Short exercise 1:
Answer these questions about the forum thread on NIMBYs:
(a) In Sydney, to which level of government do developers sometimes go for approval instead of the local one?
(b) In Dublin, buildings above how many floors are described as a monstrosity?
(c) What height limit is given for Athens?
Short exercise 2: Print the passage of the forum thread on NIMBYs from "In Sydney NIMBYs" to "be NIMBY resistance.", without alteration.

# How influential are your city's NIMBYs



## MILIUX (Sep 13, 2002)

Just how powerful and influential is your city's NIMBY in over-turning planning and project decisions? 

In Sydney NIMBYs does have influence especially in the suburbs. They generally turn up in council meetings and demand the council to over-turn their decision or completely reject the proposal set by developers. But the state (provincial) government are in favour of development and would let it pass without local government consultations. Sometimes developers go to state government instead of local to try and get approval because knowingly there would be NIMBY resistance. 

There are NIMBYs in city as well especially though who want to retain their waterfront/skyline view.


----------



## Westsidelife (Nov 26, 2005)

They rule the city. NIMBYs along with dumb, self-serving politicians have been responsible for setting LA back 30-50 years. It's unbelievable.


----------



## dmarney (Jul 26, 2008)

What are nimby's??


----------



## nemu (Jan 19, 2008)

^^
Not-in-my-back-yard

http://en.wikipedia.org/wiki/NIMBY


----------



## FREKI (Sep 27, 2005)

MILIUX said:


> Just how powerful and influential is your city's NIMBY in over-turning planning and project decisions?


The bastards here are omnipresent and omnipowerful


----------



## nordisk celt83 (Dec 2, 2008)

Lived in Oslo, Norway for 10years when I was a kid, and I thought the NIMBYS there were bad until I moved to Dublin, Ireland. Anything above 4floors here is described as a monstrosity, and any type of redevelopment is shouted down. This leaves lots of dereliction and ugliness around the city.

Here's a picture illustrating the reaction a woman in a wealthy, Dublin suburb to a proposed 37storey building. (it was refused planning permission)


----------



## AAL (Sep 13, 2007)

nordisk celt83 said:


> Lived in Oslo, Norway for 10years when I was a kid, and I thought the NIMBYS there were bad until I moved to Dublin, Ireland. Anything above 4floors here is described as a monstrosity, and any type of redevelopment is shouted down. This leaves lots of dereliction and ugliness around the city.


Sounds like Athens to me, 27 meters is the limit here! :bash::bash::bash:


----------



## socrates#1fan (Jul 1, 2008)

NIMBY’s have damaged development; however they have also preserved many important neighborhoods in our city.

Records shown:
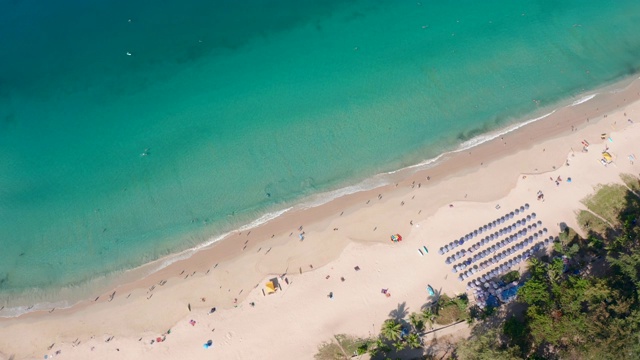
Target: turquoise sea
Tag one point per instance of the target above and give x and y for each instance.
(133, 129)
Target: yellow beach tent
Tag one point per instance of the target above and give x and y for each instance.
(271, 287)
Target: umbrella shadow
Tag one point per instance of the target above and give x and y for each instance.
(432, 300)
(400, 312)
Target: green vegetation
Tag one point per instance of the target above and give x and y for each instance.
(342, 347)
(511, 276)
(632, 182)
(450, 310)
(608, 202)
(580, 301)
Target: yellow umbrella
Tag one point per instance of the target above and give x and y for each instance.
(271, 288)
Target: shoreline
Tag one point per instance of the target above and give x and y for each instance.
(588, 101)
(352, 230)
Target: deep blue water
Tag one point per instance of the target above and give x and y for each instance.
(246, 107)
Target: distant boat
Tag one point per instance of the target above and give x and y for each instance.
(430, 290)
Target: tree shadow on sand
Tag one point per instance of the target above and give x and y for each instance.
(400, 312)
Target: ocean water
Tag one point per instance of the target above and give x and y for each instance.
(242, 108)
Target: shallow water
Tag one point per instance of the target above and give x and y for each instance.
(245, 107)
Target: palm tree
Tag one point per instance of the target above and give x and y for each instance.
(391, 330)
(399, 345)
(428, 316)
(537, 268)
(413, 340)
(416, 321)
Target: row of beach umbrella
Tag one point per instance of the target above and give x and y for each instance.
(491, 225)
(504, 231)
(503, 267)
(492, 249)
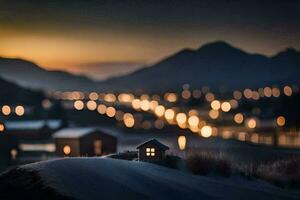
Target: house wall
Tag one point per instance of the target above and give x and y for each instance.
(159, 154)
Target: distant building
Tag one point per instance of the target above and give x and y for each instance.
(152, 151)
(84, 142)
(32, 129)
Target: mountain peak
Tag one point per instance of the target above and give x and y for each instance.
(288, 53)
(219, 47)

Expected answer 1:
(a) The state government.
(b) Four floors.
(c) 27 meters.

Expected answer 2:
In Sydney NIMBYs does have influence especially in the suburbs. They generally turn up in council meetings and demand the council to over-turn their decision or completely reject the proposal set by developers. But the state (provincial) government are in favour of development and would let it pass without local government consultations. Sometimes developers go to state government instead of local to try and get approval because knowingly there would be NIMBY resistance.